=== About this exercise ===
In the records below, find the line containing "Could you point out the puppy's white leg", then reproduce that line and every one after it to the end, exactly and alone.

=== Raw data ===
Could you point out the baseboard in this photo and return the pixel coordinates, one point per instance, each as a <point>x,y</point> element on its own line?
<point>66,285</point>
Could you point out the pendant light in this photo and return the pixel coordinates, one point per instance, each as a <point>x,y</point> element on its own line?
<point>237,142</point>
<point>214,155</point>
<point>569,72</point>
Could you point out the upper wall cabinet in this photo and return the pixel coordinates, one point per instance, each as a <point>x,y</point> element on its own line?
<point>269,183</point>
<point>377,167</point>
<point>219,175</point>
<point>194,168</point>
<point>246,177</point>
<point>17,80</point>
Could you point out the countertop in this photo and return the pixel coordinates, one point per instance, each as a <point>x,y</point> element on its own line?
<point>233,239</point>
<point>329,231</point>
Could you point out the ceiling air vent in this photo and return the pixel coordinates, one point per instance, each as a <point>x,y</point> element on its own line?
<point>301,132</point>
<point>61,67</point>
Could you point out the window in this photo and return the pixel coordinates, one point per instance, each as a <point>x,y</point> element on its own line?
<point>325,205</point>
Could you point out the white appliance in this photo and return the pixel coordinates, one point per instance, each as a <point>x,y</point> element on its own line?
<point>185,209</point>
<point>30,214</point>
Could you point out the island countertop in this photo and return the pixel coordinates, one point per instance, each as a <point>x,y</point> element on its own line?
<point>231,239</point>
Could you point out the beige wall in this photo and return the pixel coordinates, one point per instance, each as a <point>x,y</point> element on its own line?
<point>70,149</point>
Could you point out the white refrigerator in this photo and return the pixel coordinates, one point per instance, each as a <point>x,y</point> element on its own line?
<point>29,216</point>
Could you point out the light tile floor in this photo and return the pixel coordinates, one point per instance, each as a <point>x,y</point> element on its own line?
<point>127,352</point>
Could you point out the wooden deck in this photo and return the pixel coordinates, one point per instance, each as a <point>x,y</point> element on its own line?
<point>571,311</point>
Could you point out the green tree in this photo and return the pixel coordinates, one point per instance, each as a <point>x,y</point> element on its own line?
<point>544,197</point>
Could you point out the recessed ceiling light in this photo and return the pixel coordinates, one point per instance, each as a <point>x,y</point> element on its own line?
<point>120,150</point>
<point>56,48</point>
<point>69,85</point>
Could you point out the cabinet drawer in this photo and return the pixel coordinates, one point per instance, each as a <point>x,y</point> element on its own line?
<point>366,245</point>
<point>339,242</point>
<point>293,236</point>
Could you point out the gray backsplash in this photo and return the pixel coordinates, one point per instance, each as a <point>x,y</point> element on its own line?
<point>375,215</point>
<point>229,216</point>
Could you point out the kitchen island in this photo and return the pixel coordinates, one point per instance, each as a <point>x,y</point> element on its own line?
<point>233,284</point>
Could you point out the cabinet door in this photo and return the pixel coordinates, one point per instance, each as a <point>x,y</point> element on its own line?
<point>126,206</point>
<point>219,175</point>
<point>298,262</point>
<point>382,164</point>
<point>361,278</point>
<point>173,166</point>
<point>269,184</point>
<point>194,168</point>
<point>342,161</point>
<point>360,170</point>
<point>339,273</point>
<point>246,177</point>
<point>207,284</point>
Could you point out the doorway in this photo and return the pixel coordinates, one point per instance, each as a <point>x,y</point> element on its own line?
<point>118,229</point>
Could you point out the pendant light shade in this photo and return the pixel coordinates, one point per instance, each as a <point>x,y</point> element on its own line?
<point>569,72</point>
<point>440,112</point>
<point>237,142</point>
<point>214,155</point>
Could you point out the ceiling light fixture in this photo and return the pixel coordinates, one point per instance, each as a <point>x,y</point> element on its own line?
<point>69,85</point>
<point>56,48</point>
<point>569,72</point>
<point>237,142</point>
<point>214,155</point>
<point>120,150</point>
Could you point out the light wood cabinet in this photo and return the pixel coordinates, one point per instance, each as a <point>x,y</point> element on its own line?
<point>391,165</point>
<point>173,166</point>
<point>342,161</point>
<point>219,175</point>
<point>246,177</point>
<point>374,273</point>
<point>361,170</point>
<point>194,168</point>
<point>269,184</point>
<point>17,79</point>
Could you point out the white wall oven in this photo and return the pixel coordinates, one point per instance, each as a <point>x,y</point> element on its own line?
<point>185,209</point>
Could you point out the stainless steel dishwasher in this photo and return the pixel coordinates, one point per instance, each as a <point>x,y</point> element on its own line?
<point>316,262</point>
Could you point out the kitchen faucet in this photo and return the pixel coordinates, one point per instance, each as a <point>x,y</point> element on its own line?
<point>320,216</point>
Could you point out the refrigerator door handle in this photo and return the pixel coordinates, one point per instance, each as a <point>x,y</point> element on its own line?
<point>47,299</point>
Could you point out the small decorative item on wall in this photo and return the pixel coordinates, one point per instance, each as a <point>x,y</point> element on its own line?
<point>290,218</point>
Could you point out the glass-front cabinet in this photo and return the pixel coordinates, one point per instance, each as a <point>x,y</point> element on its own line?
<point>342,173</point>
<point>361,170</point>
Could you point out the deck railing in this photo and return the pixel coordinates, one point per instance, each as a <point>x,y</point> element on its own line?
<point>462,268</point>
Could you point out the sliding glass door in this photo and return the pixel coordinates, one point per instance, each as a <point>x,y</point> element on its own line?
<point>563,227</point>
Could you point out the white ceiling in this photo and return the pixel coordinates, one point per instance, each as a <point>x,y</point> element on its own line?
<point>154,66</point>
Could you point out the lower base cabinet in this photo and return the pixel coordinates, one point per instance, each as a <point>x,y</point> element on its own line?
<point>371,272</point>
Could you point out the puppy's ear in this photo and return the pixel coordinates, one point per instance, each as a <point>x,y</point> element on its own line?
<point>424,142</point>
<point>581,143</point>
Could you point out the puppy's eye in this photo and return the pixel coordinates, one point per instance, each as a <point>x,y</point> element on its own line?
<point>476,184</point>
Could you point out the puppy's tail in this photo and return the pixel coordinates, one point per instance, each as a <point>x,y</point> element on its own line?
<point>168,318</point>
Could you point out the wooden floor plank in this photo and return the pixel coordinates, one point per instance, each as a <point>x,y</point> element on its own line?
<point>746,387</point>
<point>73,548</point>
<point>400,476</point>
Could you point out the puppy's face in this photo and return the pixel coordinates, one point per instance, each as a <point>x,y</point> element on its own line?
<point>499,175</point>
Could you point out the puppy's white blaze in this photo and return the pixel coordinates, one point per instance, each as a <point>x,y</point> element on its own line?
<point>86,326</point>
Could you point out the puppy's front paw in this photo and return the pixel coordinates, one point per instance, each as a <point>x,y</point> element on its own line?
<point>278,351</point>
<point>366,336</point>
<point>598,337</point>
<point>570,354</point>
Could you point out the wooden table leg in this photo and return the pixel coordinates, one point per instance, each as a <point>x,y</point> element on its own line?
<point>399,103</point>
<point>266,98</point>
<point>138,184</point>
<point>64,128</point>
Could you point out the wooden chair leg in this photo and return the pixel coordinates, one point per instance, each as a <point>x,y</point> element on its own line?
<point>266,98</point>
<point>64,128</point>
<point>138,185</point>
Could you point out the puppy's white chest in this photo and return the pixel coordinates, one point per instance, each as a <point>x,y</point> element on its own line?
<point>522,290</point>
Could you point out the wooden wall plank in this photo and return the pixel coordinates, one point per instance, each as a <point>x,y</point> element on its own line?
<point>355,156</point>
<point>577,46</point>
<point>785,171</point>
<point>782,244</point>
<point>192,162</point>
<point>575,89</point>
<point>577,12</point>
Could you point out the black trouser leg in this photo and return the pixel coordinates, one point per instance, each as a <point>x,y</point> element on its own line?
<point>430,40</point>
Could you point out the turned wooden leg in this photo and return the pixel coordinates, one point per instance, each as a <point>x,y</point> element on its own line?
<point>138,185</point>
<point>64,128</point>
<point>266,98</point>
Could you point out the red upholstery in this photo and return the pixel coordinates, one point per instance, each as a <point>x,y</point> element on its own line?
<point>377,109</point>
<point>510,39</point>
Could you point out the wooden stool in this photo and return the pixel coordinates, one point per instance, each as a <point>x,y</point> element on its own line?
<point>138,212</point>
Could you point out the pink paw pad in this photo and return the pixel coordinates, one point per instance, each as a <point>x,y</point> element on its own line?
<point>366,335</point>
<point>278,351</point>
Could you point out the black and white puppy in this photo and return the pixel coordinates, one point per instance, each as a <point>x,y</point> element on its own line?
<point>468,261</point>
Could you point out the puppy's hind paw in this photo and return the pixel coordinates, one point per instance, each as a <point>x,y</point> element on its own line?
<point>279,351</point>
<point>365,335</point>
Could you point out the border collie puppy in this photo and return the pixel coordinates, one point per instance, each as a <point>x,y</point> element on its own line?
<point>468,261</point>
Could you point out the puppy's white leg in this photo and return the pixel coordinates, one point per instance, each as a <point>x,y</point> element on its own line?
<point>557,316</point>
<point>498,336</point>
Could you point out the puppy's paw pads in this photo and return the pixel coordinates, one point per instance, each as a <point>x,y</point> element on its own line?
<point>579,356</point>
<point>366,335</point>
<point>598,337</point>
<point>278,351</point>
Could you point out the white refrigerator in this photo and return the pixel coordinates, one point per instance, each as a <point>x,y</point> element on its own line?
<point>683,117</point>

=== Task solution ===
Could you point out the puppy's white leg in this photo and return the pixel coordinates, one point per instance, each as a <point>x,y</point> element on its own line?
<point>557,316</point>
<point>498,336</point>
Could you point out the puppy's paw pads in this photo and return the pixel coordinates, one point per instance, each as a <point>x,y</point> element on its own line?
<point>579,356</point>
<point>366,335</point>
<point>598,337</point>
<point>278,351</point>
Could you point out the white refrigerator in this photo and return the pixel coordinates, one point per instance, each as a <point>x,y</point> element on its own line?
<point>683,117</point>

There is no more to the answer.